Exercise description:
List every line of the records below that contains the word "wooden", copying each line in full.

Material:
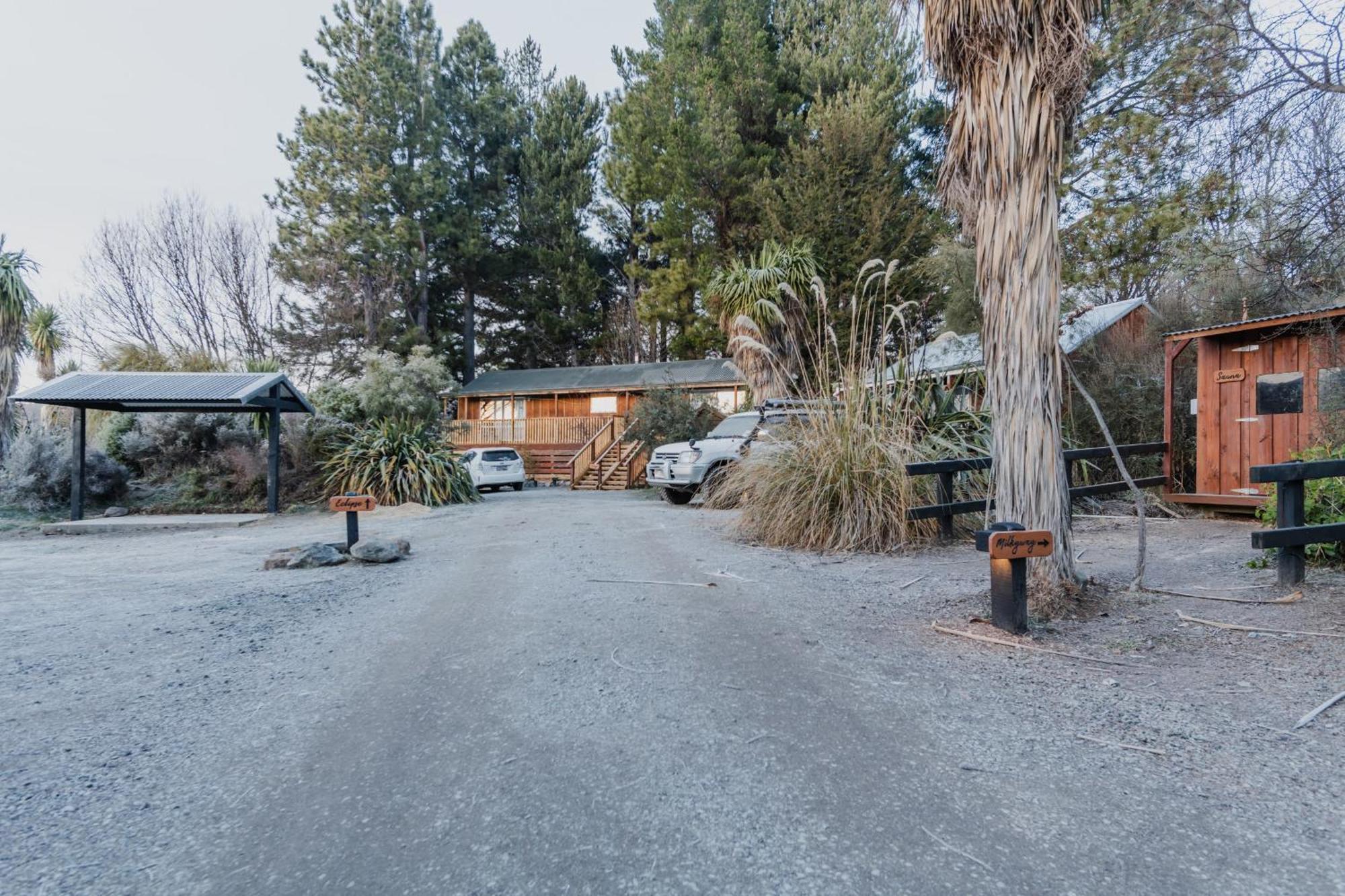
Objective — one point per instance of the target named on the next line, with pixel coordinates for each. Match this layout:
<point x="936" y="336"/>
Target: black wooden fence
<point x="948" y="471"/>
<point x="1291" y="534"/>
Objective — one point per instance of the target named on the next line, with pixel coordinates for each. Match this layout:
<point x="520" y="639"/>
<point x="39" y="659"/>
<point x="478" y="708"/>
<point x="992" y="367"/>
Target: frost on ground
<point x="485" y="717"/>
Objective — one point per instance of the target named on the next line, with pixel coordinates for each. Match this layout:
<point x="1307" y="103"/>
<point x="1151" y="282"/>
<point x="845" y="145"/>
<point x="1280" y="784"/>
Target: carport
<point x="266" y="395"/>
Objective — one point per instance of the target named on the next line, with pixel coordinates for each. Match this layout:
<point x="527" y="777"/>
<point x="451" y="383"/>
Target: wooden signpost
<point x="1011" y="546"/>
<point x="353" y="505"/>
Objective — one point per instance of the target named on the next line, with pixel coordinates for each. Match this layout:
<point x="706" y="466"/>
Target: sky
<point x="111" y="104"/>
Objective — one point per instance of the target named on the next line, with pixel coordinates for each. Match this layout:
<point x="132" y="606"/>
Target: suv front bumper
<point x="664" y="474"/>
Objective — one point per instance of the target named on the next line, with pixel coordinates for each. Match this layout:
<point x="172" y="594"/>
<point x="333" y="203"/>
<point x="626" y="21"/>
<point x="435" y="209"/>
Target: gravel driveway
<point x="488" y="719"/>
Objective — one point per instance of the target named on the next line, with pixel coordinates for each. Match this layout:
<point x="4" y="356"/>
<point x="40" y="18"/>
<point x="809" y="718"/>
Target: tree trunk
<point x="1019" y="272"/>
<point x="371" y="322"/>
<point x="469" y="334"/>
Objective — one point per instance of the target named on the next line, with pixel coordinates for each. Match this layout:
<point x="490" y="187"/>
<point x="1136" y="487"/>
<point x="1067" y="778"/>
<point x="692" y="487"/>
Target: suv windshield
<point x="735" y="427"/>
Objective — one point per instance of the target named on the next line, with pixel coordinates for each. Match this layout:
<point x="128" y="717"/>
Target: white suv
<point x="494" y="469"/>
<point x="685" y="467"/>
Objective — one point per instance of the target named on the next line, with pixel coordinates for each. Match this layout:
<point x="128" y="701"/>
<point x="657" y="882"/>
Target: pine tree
...
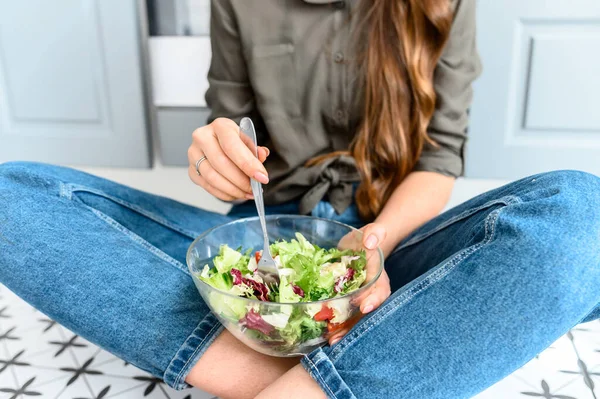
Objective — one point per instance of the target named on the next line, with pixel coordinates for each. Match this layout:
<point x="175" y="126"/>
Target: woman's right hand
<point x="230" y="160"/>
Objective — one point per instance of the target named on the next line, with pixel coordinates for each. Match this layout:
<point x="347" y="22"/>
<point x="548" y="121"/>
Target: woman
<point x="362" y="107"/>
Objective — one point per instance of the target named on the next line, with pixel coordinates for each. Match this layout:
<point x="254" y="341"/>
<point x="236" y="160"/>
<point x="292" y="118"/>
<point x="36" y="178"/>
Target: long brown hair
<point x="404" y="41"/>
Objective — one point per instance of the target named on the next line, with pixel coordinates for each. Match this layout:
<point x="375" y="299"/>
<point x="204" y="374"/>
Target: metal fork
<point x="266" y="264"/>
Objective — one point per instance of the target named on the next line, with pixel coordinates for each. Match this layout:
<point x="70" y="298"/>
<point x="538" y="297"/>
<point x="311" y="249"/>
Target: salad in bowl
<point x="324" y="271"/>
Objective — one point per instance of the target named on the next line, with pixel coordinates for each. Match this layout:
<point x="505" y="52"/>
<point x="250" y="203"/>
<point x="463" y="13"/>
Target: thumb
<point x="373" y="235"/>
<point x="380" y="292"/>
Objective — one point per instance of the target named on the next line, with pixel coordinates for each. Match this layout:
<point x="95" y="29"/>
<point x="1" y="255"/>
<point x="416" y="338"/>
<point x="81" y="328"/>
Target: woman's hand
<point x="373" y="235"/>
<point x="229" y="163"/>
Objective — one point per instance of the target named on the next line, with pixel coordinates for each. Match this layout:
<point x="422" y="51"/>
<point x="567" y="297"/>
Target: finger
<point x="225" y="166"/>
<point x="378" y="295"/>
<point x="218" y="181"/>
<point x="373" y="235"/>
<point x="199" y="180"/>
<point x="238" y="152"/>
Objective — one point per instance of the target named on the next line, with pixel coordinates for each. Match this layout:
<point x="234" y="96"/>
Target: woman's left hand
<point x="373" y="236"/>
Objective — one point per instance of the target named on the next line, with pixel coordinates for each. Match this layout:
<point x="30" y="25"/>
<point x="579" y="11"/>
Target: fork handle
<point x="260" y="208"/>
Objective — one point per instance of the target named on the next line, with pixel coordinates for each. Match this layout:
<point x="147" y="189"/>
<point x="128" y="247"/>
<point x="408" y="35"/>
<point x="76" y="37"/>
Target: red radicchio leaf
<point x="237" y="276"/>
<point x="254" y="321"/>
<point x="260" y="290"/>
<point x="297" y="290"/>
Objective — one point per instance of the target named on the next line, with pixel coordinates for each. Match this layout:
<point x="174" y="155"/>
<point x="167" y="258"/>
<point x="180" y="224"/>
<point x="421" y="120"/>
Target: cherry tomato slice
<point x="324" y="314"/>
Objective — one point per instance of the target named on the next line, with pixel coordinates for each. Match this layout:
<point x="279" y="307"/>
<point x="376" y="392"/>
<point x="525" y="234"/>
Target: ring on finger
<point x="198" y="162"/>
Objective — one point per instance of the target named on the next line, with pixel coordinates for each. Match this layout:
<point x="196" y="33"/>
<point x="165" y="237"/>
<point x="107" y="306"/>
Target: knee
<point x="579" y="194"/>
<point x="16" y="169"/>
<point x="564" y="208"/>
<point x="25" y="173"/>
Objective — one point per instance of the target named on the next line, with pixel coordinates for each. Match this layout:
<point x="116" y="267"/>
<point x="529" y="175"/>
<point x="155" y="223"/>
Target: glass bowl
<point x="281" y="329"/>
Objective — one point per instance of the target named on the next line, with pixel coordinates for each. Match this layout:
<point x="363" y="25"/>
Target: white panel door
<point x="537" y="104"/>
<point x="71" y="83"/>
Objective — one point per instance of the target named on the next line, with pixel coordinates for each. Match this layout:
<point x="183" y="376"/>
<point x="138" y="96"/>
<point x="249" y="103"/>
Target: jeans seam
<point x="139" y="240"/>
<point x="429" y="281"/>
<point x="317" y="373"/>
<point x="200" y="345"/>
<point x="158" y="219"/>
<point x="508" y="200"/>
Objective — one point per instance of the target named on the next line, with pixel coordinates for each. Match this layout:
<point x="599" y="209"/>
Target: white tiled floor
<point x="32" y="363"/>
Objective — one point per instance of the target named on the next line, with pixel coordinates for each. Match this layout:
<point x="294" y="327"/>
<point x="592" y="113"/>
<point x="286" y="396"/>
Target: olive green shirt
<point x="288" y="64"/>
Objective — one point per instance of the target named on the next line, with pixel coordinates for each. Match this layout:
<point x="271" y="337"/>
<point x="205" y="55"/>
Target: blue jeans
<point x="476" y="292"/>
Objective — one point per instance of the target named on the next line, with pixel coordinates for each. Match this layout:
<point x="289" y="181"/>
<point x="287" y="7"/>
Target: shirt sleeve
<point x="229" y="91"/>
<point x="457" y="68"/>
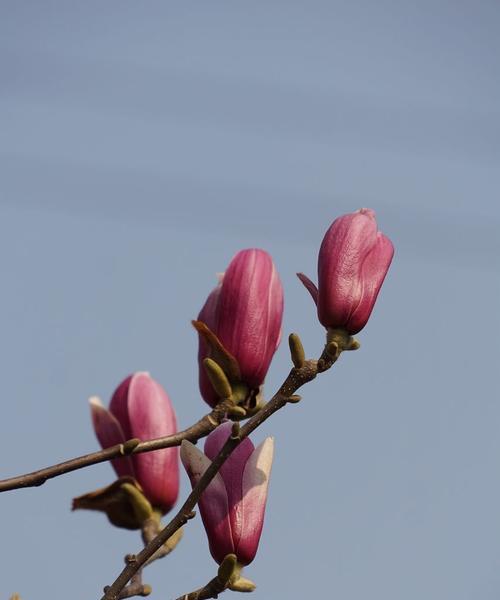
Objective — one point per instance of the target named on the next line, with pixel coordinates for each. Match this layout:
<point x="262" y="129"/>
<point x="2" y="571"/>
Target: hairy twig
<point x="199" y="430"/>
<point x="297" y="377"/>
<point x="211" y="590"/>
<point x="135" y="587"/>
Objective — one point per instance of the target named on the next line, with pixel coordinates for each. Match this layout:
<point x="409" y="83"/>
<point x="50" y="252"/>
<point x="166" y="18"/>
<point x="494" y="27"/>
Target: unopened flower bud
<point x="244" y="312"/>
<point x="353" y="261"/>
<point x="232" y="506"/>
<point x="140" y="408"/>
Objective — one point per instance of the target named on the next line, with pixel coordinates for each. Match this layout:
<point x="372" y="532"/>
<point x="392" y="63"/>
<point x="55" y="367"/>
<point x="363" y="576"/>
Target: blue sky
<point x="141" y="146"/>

Exercise output:
Target: black wooden fence
Target: wooden signpost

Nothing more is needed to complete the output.